◆ EXERCISE DETAILS
Pull out each line in the data below that contains the word "background". Capital and lowercase letters must match.

◆ DATA PROVIDED
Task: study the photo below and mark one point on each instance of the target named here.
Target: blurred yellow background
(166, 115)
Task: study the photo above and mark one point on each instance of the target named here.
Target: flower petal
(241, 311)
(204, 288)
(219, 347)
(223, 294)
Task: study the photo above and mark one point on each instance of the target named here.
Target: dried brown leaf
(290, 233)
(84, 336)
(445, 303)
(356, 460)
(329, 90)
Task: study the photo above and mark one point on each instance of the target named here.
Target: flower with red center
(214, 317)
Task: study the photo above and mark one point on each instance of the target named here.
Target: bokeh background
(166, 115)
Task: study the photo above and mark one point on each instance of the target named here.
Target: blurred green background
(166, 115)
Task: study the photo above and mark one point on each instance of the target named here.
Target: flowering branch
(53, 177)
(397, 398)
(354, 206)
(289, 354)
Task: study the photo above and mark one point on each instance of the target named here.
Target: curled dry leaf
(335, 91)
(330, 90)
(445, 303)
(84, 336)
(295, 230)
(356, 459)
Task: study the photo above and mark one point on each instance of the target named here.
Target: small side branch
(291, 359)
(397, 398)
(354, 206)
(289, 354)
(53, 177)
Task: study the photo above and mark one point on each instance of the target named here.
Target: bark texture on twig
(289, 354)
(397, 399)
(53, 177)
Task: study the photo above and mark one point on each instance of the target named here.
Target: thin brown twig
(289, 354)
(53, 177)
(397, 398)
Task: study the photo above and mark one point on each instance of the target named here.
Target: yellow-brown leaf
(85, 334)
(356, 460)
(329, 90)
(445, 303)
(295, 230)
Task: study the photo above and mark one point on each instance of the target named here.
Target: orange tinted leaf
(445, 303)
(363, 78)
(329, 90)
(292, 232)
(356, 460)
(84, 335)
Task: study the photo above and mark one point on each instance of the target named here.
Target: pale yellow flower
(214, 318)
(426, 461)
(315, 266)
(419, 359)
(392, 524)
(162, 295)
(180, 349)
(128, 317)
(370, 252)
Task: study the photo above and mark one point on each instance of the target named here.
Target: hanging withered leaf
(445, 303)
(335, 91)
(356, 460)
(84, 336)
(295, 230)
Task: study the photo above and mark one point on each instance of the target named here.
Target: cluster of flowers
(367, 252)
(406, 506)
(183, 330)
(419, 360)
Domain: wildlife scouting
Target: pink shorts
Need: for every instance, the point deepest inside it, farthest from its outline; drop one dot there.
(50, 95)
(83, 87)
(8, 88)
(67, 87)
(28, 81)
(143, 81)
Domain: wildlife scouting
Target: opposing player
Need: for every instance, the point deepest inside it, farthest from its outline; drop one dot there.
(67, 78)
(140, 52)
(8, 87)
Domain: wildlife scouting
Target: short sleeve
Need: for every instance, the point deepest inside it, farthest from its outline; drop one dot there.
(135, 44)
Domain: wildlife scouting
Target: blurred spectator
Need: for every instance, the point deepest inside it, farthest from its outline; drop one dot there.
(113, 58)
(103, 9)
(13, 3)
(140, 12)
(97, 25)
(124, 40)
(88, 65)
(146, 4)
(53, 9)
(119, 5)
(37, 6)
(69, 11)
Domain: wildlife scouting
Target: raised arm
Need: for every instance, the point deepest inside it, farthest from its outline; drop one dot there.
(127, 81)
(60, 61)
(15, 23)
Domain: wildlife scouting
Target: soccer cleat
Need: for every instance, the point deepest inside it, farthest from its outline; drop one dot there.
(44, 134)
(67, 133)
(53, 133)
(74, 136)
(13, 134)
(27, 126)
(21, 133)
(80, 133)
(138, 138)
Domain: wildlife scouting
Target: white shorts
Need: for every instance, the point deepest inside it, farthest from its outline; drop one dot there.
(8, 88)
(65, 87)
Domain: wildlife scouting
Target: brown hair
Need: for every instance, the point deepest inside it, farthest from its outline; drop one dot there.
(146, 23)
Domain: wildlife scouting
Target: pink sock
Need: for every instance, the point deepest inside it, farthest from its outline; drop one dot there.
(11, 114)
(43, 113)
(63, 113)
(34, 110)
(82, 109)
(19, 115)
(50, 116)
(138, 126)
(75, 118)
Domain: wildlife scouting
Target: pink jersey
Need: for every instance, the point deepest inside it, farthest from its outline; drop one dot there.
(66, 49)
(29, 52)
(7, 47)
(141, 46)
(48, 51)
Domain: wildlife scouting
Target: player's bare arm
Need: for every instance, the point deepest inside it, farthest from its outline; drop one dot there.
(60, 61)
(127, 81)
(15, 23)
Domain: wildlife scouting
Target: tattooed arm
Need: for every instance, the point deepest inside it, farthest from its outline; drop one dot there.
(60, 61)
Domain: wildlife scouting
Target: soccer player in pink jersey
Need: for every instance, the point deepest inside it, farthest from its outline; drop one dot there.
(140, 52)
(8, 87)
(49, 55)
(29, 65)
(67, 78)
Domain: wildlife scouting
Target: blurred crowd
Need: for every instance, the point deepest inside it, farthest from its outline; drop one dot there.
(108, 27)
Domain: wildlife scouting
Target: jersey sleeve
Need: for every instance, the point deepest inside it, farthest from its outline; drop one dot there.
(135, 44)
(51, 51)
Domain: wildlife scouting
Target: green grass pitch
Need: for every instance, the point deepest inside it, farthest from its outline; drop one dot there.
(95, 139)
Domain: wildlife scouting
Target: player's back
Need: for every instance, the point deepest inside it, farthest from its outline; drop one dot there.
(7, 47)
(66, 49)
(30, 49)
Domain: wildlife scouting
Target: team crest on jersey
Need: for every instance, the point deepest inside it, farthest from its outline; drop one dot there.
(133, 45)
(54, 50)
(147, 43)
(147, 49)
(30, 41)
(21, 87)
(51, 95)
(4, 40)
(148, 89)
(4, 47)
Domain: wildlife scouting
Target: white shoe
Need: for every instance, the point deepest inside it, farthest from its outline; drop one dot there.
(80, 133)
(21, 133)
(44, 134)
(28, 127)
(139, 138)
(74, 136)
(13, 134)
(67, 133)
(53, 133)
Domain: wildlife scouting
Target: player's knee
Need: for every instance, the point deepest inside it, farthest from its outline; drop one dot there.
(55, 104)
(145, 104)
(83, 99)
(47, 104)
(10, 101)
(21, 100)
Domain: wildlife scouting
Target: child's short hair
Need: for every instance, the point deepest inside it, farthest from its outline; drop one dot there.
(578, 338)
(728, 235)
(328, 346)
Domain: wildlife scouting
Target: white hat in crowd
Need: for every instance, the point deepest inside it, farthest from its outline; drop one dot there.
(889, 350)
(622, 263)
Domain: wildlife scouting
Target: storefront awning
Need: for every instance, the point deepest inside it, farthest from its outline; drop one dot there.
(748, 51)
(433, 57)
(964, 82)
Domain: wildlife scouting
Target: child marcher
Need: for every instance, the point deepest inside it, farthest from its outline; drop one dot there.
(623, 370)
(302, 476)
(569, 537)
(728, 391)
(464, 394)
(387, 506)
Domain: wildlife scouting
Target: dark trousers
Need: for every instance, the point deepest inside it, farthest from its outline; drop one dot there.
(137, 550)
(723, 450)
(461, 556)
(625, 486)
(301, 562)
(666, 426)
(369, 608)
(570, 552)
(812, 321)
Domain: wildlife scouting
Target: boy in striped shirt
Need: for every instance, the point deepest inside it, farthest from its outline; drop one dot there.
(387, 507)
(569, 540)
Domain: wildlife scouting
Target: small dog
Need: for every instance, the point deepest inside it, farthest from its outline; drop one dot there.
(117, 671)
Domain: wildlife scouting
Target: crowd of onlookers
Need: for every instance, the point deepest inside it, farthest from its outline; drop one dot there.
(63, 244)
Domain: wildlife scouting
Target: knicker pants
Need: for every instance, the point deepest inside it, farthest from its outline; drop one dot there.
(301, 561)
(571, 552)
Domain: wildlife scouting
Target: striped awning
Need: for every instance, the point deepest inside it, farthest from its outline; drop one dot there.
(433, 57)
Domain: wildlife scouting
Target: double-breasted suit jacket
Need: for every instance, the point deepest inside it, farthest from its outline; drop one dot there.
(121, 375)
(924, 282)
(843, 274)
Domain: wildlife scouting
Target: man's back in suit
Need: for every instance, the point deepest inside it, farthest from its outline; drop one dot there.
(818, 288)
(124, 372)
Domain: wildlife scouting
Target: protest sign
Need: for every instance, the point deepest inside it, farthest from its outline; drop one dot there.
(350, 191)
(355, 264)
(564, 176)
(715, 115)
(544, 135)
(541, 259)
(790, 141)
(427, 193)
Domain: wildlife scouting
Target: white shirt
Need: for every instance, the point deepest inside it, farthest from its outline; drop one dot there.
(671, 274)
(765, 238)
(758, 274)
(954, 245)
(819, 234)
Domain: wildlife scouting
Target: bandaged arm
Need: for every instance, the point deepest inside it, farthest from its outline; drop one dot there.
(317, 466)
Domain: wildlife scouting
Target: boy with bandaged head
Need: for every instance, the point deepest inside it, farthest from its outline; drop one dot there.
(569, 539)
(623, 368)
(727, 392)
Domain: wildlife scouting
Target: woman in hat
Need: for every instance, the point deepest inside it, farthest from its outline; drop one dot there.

◆ THE SOLUTION
Target: blurred yellow background
Target: bokeh background
Target: blurred green background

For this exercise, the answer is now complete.